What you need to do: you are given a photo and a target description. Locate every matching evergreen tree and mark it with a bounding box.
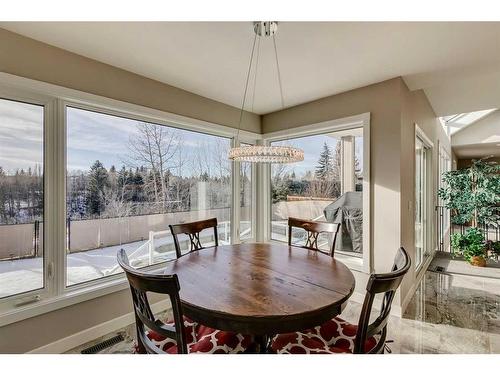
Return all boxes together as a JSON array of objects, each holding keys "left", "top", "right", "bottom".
[
  {"left": 316, "top": 142, "right": 332, "bottom": 180},
  {"left": 86, "top": 160, "right": 108, "bottom": 215}
]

· · · · · · ·

- [Set exercise]:
Update the lines above by replacing "evergreen tree" with "pine tree" and leaving everything else unchanged. Omit the pictures from your answer.

- [The completed task]:
What you need to do: you are given a photo and a target description. Locate every matching pine tree and mark it with a bounding box.
Return all boxes together as a JSON array of objects, each holding keys "left", "top", "right", "bottom".
[
  {"left": 316, "top": 142, "right": 332, "bottom": 180},
  {"left": 86, "top": 160, "right": 108, "bottom": 215}
]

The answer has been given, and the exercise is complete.